[Items listed in a dataset]

---*---

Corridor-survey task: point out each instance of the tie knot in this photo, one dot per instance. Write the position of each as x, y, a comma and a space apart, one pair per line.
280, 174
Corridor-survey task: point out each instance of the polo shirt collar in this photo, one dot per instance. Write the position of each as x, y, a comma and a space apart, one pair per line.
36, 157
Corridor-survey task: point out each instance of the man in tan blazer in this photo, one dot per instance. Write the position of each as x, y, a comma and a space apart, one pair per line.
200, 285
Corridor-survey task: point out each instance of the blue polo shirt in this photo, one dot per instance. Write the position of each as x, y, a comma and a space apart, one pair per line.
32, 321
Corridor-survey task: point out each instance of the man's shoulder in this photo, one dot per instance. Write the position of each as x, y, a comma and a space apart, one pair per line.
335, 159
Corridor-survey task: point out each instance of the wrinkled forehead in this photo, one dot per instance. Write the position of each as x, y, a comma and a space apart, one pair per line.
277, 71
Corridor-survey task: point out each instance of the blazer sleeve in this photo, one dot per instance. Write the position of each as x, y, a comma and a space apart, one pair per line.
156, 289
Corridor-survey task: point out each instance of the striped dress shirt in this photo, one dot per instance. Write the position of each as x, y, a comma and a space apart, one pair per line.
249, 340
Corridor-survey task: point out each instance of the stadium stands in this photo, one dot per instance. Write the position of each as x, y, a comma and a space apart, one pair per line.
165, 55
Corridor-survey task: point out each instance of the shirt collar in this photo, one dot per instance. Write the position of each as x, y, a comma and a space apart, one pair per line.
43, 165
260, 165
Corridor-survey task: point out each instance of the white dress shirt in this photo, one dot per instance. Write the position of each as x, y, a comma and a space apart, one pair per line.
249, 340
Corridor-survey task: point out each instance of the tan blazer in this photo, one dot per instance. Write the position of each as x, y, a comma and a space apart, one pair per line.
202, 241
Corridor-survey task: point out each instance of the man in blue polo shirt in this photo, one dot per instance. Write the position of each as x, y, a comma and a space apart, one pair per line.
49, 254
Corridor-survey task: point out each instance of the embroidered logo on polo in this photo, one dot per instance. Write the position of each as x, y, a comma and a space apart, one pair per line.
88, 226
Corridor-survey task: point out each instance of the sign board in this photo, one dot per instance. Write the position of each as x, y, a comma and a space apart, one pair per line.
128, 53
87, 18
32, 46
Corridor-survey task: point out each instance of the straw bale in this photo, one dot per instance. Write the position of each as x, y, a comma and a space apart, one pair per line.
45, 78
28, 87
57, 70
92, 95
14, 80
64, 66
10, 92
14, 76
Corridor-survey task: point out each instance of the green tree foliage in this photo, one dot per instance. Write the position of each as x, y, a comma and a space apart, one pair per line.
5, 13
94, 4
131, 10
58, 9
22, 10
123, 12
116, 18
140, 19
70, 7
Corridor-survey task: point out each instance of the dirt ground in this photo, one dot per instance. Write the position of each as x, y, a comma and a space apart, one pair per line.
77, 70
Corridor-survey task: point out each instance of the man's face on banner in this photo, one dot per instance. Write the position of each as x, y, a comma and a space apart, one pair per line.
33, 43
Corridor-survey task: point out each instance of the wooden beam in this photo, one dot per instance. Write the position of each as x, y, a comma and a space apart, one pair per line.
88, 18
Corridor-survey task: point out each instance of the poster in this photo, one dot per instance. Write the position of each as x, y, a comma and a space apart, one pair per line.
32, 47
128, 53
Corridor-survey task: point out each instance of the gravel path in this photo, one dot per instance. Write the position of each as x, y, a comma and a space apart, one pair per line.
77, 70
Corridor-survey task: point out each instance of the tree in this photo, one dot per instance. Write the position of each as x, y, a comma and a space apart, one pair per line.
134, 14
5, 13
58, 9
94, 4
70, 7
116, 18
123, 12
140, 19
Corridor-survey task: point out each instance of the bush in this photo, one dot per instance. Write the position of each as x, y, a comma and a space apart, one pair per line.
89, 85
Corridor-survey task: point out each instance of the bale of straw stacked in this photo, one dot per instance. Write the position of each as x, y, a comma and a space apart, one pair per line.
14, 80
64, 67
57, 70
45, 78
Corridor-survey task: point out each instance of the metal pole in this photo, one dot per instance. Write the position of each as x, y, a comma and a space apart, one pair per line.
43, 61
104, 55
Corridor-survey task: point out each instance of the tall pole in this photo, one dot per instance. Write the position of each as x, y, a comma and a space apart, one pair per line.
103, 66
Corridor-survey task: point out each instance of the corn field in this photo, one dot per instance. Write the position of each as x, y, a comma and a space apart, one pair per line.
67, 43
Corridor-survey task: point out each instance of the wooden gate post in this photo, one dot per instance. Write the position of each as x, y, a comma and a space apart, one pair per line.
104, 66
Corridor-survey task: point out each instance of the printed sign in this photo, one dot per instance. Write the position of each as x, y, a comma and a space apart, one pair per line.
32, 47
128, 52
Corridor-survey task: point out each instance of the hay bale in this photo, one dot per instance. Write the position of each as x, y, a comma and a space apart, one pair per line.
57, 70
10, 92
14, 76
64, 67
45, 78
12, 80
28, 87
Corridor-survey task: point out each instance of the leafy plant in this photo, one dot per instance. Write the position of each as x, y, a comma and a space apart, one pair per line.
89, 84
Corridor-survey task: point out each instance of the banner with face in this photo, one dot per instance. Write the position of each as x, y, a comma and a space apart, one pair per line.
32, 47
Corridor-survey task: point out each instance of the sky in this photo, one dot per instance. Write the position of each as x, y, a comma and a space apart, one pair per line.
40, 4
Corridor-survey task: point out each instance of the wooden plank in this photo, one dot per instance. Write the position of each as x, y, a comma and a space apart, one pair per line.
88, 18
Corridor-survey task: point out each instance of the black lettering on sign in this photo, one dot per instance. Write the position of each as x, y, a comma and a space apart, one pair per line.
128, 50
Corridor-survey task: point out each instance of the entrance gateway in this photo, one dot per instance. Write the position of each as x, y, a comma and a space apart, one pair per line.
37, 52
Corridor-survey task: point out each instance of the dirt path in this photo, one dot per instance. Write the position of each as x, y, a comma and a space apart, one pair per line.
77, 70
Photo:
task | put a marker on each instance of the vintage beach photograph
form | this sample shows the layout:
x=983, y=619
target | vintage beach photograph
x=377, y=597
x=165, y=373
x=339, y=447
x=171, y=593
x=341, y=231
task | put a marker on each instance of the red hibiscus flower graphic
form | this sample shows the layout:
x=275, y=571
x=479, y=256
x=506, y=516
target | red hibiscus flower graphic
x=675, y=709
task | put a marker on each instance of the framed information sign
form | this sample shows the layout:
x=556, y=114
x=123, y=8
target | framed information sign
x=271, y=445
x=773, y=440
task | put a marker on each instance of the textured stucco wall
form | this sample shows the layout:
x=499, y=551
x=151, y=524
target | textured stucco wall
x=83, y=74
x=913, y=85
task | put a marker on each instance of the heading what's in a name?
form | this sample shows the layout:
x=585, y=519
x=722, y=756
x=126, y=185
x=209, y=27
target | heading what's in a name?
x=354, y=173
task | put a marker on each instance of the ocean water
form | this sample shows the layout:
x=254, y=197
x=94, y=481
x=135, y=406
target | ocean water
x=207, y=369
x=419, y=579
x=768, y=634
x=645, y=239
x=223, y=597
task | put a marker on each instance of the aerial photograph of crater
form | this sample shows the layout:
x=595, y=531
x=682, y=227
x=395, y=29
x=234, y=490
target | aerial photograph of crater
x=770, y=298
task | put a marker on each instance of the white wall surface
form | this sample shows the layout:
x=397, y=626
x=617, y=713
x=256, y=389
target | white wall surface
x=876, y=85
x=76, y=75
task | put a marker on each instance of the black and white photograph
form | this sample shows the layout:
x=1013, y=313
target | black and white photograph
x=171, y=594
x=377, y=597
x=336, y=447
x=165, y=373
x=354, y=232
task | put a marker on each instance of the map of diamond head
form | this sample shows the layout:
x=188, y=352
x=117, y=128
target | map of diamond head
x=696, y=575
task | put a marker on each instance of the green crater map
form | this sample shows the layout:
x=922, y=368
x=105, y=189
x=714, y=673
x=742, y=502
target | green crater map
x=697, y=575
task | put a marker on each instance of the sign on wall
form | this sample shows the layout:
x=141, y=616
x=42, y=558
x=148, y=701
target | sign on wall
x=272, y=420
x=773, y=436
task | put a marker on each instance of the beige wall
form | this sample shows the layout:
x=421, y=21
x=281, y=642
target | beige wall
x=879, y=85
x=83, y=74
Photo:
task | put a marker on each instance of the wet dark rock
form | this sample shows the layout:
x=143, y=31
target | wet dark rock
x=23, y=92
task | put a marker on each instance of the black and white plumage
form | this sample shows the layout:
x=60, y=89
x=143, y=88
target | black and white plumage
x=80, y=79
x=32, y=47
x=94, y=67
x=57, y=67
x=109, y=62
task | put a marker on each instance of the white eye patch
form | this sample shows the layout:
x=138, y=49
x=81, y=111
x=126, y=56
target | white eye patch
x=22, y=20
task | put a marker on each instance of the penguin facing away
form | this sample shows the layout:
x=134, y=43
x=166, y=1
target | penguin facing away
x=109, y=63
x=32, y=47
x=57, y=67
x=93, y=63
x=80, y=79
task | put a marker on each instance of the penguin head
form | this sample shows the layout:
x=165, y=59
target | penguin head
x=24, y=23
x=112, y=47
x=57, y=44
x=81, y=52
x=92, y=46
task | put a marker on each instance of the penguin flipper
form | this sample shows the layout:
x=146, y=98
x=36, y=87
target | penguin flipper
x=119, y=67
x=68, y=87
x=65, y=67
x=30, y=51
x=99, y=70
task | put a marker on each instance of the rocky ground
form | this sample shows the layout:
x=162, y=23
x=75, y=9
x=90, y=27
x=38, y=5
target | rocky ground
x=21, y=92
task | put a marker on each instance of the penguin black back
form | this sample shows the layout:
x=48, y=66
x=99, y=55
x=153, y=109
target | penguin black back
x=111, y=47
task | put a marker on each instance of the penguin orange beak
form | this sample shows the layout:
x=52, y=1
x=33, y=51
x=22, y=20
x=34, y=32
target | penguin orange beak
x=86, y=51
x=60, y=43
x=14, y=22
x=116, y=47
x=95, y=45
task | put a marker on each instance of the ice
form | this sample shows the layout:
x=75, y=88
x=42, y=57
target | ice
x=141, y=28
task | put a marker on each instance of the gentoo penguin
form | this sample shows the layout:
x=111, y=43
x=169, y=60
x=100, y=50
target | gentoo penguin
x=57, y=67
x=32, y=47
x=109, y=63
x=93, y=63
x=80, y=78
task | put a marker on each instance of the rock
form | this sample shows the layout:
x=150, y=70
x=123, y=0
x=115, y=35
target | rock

---*---

● About this task:
Using the entries above, repeat only the lines from the one containing "x=397, y=626" through the one containing "x=143, y=88", end lines included.

● Worked solution:
x=397, y=626
x=617, y=713
x=256, y=389
target | white wall surface
x=876, y=85
x=76, y=75
task | put a marker on each instance of the black and white photograph
form | this sample shows the layout:
x=1013, y=313
target | black and white photograph
x=171, y=594
x=377, y=597
x=336, y=447
x=165, y=373
x=354, y=232
task | put a marker on each instance of the map of diamond head
form | this sample shows the layout:
x=188, y=352
x=117, y=128
target | map of diamond head
x=696, y=575
task | put a marker on each instance of the green crater map
form | this sample shows the layout:
x=922, y=368
x=105, y=189
x=714, y=673
x=742, y=502
target | green crater map
x=697, y=575
task | put a marker on each instance of the sign on wall
form | this sample shows the layout:
x=141, y=616
x=42, y=558
x=148, y=701
target | sign on wall
x=272, y=420
x=773, y=436
task | put a marker on each instance of the beige wall
form | this sample shows the layout:
x=421, y=21
x=281, y=642
target | beige wall
x=879, y=85
x=83, y=74
Photo:
task | put a marker on each instance of the wet dark rock
form | this sample shows the layout:
x=143, y=31
target | wet dark rock
x=23, y=92
task | put a marker on each instance of the black and white plumage
form | this sample shows the layout:
x=60, y=89
x=143, y=88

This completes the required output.